--- Aim of the task ---
Copy the stretch of the listing below from the line containing "Phrase: fox back" through the end of the listing, character for character and with nothing else.
==================================================
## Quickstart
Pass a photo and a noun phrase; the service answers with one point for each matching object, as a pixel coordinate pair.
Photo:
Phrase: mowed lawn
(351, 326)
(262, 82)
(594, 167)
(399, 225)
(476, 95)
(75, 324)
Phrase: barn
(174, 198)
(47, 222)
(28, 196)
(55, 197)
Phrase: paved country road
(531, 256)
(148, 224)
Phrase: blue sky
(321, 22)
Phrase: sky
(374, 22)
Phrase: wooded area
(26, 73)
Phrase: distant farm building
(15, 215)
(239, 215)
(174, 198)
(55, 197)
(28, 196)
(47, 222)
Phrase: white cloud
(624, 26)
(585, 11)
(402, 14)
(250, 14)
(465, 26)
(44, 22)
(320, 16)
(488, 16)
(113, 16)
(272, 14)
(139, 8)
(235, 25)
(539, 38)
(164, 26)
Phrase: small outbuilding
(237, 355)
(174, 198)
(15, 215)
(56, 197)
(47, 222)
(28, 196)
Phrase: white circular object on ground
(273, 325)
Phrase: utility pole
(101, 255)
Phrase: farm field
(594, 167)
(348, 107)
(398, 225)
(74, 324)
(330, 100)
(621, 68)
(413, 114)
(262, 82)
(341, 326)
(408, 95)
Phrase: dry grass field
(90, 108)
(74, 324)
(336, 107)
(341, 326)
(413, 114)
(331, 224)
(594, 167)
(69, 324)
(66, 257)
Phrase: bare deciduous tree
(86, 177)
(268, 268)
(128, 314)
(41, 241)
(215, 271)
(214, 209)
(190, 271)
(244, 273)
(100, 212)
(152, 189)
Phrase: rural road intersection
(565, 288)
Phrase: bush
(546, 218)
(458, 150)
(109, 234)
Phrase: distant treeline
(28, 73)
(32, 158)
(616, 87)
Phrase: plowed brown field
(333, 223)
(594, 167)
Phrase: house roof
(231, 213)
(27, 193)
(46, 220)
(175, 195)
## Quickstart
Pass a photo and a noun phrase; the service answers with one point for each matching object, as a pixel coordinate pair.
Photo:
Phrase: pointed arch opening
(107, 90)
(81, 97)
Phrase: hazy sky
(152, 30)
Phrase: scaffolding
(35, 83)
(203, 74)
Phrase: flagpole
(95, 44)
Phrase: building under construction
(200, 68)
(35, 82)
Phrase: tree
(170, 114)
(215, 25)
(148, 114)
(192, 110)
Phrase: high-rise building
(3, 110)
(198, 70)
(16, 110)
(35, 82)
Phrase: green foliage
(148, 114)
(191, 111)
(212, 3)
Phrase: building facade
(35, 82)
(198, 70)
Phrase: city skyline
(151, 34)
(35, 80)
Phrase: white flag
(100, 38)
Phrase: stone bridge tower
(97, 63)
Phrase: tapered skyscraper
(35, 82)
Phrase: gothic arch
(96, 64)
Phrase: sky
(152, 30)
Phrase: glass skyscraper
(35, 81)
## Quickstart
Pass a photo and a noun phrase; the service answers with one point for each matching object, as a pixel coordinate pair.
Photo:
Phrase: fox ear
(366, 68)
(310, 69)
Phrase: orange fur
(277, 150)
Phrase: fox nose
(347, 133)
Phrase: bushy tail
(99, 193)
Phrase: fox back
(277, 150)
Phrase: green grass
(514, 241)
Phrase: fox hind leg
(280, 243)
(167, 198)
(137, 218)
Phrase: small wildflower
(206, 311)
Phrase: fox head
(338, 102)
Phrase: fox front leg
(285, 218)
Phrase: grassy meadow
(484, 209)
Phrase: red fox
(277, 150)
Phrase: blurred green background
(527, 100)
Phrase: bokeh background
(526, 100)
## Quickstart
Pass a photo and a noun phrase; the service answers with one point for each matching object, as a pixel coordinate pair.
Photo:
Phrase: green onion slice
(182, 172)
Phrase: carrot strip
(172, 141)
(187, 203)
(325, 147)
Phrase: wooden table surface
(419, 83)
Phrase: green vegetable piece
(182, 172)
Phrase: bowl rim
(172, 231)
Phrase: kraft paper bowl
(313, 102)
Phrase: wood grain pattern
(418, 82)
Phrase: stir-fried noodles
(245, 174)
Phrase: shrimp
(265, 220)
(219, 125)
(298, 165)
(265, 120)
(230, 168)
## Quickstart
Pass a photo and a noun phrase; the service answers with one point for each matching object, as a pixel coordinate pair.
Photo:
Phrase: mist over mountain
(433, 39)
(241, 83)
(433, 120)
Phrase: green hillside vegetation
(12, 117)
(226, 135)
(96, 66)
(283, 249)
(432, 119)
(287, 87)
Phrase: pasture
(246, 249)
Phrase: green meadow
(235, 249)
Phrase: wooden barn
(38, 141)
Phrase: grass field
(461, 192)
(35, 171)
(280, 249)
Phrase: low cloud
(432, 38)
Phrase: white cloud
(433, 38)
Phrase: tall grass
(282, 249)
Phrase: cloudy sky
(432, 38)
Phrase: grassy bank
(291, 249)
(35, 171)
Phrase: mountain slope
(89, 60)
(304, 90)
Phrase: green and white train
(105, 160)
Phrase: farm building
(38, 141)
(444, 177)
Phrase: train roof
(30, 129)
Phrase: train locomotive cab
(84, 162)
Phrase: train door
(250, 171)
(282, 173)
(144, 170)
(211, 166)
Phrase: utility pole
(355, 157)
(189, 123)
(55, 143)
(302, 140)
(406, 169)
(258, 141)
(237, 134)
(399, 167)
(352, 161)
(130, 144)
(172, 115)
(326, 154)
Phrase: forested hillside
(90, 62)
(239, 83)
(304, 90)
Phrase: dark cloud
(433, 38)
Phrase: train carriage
==================================================
--- Completed task ---
Phrase: fox back
(277, 150)
Phrase: green grass
(514, 241)
Phrase: fox hind leg
(280, 243)
(167, 198)
(137, 218)
Phrase: small wildflower
(206, 311)
Phrase: fox head
(338, 102)
Phrase: fox front leg
(285, 218)
Phrase: grassy meadow
(484, 209)
Phrase: red fox
(277, 150)
Phrase: blurred green background
(527, 100)
Phrase: bokeh background
(526, 100)
## Quickstart
Pass a photo and a noun phrase; the service answers with one point for each matching object, as a pixel coordinate pair.
Photo:
Phrase: green onion slice
(182, 172)
Phrase: carrot strip
(172, 141)
(187, 203)
(325, 147)
Phrase: wooden table surface
(419, 83)
Phrase: green vegetable piece
(182, 172)
Phrase: bowl rim
(172, 231)
Phrase: kraft paper bowl
(313, 102)
Phrase: wood grain pattern
(418, 82)
Phrase: stir-fried noodles
(245, 174)
Phrase: shrimp
(265, 220)
(219, 125)
(298, 165)
(265, 120)
(230, 168)
## Quickstart
Pass a photo and a noun phrase; the service answers with one point for each matching object, as a pixel coordinate pair.
Photo:
Phrase: mist over mountain
(433, 39)
(241, 83)
(433, 120)
Phrase: green hillside vegetation
(12, 117)
(226, 135)
(96, 66)
(283, 249)
(432, 119)
(287, 87)
Phrase: pasture
(246, 249)
Phrase: green meadow
(235, 249)
Phrase: wooden barn
(38, 141)
Phrase: grass field
(461, 192)
(35, 171)
(280, 249)
Phrase: low cloud
(432, 38)
Phrase: white cloud
(433, 38)
Phrase: tall grass
(282, 249)
Phrase: cloudy sky
(432, 38)
Phrase: grassy bank
(291, 249)
(35, 171)
Phrase: mountain slope
(89, 60)
(304, 90)
Phrase: green and white train
(105, 160)
Phrase: farm building
(38, 141)
(444, 177)
Phrase: train roof
(30, 129)
Phrase: train locomotive cab
(84, 162)
Phrase: train door
(250, 171)
(282, 173)
(144, 170)
(211, 166)
Phrase: utility pole
(355, 157)
(189, 123)
(55, 143)
(302, 140)
(406, 169)
(258, 141)
(237, 134)
(399, 167)
(352, 161)
(130, 144)
(172, 115)
(326, 154)
Phrase: forested hillside
(90, 62)
(239, 83)
(304, 90)
Phrase: dark cloud
(433, 38)
Phrase: train carriage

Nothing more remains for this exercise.